EXERCISE DESCRIPTION: Copy the reader comments on installment credit and paying off debt word for word, in full.
ARTICLE start
By: ajay Thu, 30 Apr 2009 15:13:37 +0000 Here’s another thought – tail risk. What happens to the person in the example if he suffers some sort of financial or personal catastrophe in the intervening year? In a), he stops making the instalment payments and loses the appliance, which wipes the slate clean. No problem. But in b), he is left with a 20% APR on a loan which will probably now start compounding, and the prospect of trying to sell a second-hand appliance – which won’t leave him enough to pay back the debt. Not a good situation to be in at all.

By: dsquared Thu, 30 Apr 2009 07:15:40 +0000 We’re all theorising about what “ordinary people” “actually do” and deciding that it probably makes sense for them to pay 35% APR for their finance rather than 20%, but isn’t this just a leetle bit patronising? Is there actual evidence that people who own a load of stuff on installment credit have better financial outcomes than people who have a bunch of debt? Since everyone’s apparently saying “I myself would of course choose option B, but as for the poor little feckless working class, they’re not really to be trusted with money, so they’d better go for option A”, should we not be a bit more diffident?

By: dk Thu, 30 Apr 2009 03:56:27 +0000 I paid off my 15 year mortgage in 7 years because I ignored all the people who say option b is better.

The reality is that 95% of people spend everything they have up to some liquidity constraint. If you prepay your debts you feel poorer and spend less.

The extra money that went to the mortgage company while I was still paying off the mortgage was matched almost 1-to-1 by less spending, not by a reduction in other assets.

Most financial advisers would claim I lost a few % points of return because of the tax benefits for mortgages. I think these people are idiots.

I think my net worth is much higher now than it would have been if I had listened to them.
ARTICLE end
DATASET ROWS start
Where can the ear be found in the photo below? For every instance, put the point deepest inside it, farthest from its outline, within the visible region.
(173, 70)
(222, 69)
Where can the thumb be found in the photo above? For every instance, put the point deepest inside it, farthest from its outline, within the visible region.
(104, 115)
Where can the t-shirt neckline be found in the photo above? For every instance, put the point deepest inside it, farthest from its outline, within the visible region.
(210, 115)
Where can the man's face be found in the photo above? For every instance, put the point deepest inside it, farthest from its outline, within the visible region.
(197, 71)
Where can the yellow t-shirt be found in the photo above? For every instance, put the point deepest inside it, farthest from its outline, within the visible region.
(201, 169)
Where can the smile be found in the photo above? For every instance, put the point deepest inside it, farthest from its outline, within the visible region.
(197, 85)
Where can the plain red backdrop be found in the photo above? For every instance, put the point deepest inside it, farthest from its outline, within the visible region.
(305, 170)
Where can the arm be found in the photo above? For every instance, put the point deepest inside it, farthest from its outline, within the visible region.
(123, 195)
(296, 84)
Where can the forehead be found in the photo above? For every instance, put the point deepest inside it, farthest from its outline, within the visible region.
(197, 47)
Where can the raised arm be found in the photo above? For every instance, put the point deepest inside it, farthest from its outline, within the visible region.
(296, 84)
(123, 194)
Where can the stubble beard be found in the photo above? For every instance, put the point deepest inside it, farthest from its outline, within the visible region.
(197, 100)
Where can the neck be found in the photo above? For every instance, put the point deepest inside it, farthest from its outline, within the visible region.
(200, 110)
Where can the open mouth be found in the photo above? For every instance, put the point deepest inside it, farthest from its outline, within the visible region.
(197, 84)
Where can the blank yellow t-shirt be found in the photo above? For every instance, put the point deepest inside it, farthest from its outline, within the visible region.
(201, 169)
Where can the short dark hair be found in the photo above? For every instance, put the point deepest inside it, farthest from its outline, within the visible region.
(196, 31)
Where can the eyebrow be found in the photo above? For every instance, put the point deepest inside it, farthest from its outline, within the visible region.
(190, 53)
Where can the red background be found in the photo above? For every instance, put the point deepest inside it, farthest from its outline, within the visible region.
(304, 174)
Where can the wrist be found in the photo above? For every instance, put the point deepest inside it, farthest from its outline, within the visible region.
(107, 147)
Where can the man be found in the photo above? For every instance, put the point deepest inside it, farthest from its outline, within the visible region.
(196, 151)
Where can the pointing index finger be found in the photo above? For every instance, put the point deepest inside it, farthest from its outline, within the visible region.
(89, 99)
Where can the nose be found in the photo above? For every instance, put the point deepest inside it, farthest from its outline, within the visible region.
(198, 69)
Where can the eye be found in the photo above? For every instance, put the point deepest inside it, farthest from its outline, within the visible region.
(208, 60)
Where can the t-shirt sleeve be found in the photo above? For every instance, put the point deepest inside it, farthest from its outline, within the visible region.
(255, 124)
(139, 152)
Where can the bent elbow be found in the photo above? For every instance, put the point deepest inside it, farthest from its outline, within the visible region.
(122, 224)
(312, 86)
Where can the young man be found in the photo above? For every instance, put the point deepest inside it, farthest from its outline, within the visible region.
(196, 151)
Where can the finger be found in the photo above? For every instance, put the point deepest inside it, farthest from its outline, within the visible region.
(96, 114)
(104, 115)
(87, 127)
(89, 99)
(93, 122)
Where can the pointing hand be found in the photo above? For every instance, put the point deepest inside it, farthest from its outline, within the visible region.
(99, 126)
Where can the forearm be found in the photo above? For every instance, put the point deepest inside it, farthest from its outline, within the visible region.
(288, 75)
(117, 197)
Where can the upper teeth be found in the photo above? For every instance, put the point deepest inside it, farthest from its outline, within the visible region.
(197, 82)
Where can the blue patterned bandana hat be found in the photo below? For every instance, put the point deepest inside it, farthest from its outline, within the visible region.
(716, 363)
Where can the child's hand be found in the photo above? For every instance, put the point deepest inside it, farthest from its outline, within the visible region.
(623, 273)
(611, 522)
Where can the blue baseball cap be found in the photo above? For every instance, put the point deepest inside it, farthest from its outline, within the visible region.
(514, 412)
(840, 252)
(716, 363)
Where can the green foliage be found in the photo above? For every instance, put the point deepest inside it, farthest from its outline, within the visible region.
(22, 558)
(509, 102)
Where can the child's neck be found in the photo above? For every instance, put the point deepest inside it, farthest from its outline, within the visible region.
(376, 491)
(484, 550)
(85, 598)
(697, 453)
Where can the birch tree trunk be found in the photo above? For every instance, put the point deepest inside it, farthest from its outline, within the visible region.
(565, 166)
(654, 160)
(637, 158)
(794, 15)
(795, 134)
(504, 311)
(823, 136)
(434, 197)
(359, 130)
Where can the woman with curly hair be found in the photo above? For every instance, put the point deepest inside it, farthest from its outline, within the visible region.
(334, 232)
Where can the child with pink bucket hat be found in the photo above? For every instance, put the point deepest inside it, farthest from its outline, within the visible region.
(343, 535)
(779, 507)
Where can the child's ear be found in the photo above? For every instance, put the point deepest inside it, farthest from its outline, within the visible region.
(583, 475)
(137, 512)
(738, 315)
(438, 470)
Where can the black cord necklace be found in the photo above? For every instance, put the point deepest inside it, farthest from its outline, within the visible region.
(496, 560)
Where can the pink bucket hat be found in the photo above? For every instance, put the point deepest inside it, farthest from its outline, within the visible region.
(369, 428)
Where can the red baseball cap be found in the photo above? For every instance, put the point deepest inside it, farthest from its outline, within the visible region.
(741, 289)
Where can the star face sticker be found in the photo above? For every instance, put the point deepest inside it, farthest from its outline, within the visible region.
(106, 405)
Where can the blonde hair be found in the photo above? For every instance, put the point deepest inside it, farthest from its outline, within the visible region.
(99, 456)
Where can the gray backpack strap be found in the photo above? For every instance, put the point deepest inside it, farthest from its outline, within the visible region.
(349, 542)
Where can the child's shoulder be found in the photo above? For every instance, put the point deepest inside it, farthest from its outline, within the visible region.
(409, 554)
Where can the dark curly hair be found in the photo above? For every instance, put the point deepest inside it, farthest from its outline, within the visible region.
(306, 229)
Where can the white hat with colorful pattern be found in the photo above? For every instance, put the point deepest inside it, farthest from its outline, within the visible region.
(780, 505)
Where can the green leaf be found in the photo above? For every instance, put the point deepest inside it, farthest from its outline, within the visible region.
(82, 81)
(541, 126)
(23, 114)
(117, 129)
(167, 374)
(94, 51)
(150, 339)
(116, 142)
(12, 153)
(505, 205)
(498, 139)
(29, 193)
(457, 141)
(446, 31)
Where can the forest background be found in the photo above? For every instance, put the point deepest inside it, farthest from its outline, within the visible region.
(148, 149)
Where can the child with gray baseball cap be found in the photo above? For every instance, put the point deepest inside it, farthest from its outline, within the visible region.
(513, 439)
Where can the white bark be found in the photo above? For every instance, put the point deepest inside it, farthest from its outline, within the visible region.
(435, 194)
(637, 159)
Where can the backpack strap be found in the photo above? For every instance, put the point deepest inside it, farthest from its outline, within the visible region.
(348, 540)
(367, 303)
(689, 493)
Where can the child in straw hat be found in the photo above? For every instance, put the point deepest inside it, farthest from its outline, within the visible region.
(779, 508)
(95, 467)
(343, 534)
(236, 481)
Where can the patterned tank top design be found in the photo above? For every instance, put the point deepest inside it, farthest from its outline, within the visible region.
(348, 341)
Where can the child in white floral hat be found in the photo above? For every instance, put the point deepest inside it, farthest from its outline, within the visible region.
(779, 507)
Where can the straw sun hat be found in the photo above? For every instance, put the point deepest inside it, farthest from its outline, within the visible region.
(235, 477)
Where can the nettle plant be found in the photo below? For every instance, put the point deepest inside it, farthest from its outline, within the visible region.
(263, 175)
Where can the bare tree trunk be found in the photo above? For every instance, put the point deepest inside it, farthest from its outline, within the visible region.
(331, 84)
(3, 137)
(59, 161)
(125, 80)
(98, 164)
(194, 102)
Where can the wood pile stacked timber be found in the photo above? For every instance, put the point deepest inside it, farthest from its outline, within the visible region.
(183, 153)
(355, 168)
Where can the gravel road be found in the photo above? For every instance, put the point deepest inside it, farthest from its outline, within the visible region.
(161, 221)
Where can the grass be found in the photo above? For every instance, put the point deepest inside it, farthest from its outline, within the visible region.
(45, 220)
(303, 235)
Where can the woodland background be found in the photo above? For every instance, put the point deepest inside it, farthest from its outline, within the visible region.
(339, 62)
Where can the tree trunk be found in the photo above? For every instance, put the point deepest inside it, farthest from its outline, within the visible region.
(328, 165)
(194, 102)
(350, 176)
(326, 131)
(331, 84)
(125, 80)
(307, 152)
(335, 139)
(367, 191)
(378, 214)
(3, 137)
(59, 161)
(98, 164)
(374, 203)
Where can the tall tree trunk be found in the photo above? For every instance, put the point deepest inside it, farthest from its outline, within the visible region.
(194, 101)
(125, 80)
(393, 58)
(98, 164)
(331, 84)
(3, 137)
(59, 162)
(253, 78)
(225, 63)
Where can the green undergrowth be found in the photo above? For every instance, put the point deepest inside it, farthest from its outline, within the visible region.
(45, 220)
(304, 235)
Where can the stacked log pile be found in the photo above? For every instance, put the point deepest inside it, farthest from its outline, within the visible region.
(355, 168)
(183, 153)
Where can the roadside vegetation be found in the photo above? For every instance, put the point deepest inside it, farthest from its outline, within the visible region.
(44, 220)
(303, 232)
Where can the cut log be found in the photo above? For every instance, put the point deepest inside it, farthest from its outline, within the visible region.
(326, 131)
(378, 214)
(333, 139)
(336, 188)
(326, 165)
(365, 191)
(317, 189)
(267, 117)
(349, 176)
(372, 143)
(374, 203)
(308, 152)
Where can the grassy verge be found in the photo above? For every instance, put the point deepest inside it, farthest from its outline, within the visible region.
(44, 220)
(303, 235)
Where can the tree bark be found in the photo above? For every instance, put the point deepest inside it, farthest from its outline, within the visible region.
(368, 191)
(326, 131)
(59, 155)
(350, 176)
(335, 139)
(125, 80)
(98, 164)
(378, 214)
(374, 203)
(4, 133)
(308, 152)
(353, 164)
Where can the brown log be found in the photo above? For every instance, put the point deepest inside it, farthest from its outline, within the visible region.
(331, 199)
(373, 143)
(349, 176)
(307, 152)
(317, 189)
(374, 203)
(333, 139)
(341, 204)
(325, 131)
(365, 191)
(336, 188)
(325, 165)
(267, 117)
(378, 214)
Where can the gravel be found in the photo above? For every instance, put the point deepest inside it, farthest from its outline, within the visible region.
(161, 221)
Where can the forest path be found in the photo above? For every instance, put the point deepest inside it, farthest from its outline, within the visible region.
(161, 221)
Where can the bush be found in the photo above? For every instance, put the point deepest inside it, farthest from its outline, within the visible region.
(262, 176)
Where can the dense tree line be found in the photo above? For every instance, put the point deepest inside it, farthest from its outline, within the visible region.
DATASET ROWS end
THE ANSWER:
By: ajay Thu, 30 Apr 2009 15:13:37 +0000 Here’s another thought – tail risk. What happens to the person in the example if he suffers some sort of financial or personal catastrophe in the intervening year? In a), he stops making the instalment payments and loses the appliance, which wipes the slate clean. No problem. But in b), he is left with a 20% APR on a loan which will probably now start compounding, and the prospect of trying to sell a second-hand appliance – which won’t leave him enough to pay back the debt. Not a good situation to be in at all.

By: dsquared Thu, 30 Apr 2009 07:15:40 +0000 We’re all theorising about what “ordinary people” “actually do” and deciding that it probably makes sense for them to pay 35% APR for their finance rather than 20%, but isn’t this just a leetle bit patronising? Is there actual evidence that people who own a load of stuff on installment credit have better financial outcomes than people who have a bunch of debt? Since everyone’s apparently saying “I myself would of course choose option B, but as for the poor little feckless working class, they’re not really to be trusted with money, so they’d better go for option A”, should we not be a bit more diffident?

By: dk Thu, 30 Apr 2009 03:56:27 +0000 I paid off my 15 year mortgage in 7 years because I ignored all the people who say option b is better.

The reality is that 95% of people spend everything they have up to some liquidity constraint. If you prepay your debts you feel poorer and spend less.

The extra money that went to the mortgage company while I was still paying off the mortgage was matched almost 1-to-1 by less spending, not by a reduction in other assets.

Most financial advisers would claim I lost a few % points of return because of the tax benefits for mortgages. I think these people are idiots.

I think my net worth is much higher now than it would have been if I had listened to them.